[Point-per-instance localization data]

____

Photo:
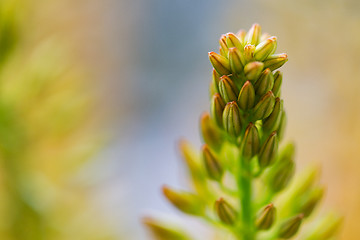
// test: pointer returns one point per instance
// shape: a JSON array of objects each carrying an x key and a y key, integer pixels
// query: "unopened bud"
[
  {"x": 282, "y": 125},
  {"x": 311, "y": 201},
  {"x": 265, "y": 48},
  {"x": 212, "y": 164},
  {"x": 268, "y": 151},
  {"x": 233, "y": 41},
  {"x": 247, "y": 96},
  {"x": 220, "y": 63},
  {"x": 290, "y": 226},
  {"x": 236, "y": 60},
  {"x": 223, "y": 45},
  {"x": 225, "y": 212},
  {"x": 231, "y": 119},
  {"x": 264, "y": 83},
  {"x": 272, "y": 122},
  {"x": 279, "y": 176},
  {"x": 163, "y": 231},
  {"x": 210, "y": 133},
  {"x": 249, "y": 51},
  {"x": 184, "y": 201},
  {"x": 266, "y": 217},
  {"x": 264, "y": 107},
  {"x": 253, "y": 70},
  {"x": 228, "y": 90},
  {"x": 254, "y": 34},
  {"x": 241, "y": 35},
  {"x": 251, "y": 142},
  {"x": 277, "y": 83},
  {"x": 275, "y": 61},
  {"x": 217, "y": 108}
]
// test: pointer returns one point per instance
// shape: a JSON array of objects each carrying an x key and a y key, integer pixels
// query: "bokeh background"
[{"x": 96, "y": 93}]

____

* What the exercise asks *
In the copy, every entry must appear exactly as written, and no picture may appear.

* Exercise response *
Photo:
// test: pointer returns one point per instance
// shape: a JSON array of objects each carrying an x key and a y key, integer pixels
// query: "unopened bud"
[
  {"x": 282, "y": 125},
  {"x": 311, "y": 201},
  {"x": 265, "y": 48},
  {"x": 212, "y": 164},
  {"x": 268, "y": 151},
  {"x": 233, "y": 41},
  {"x": 247, "y": 96},
  {"x": 220, "y": 63},
  {"x": 290, "y": 226},
  {"x": 236, "y": 60},
  {"x": 223, "y": 45},
  {"x": 225, "y": 212},
  {"x": 231, "y": 119},
  {"x": 264, "y": 83},
  {"x": 272, "y": 122},
  {"x": 279, "y": 176},
  {"x": 163, "y": 231},
  {"x": 210, "y": 133},
  {"x": 249, "y": 51},
  {"x": 184, "y": 201},
  {"x": 266, "y": 217},
  {"x": 264, "y": 107},
  {"x": 253, "y": 70},
  {"x": 228, "y": 90},
  {"x": 254, "y": 34},
  {"x": 241, "y": 35},
  {"x": 251, "y": 142},
  {"x": 277, "y": 83},
  {"x": 275, "y": 61},
  {"x": 217, "y": 108}
]
// test: pointer returns one point per instance
// shape: a JSON array of objects each carrying an x key and a y key, integer pixels
// query: "bokeh background"
[{"x": 96, "y": 93}]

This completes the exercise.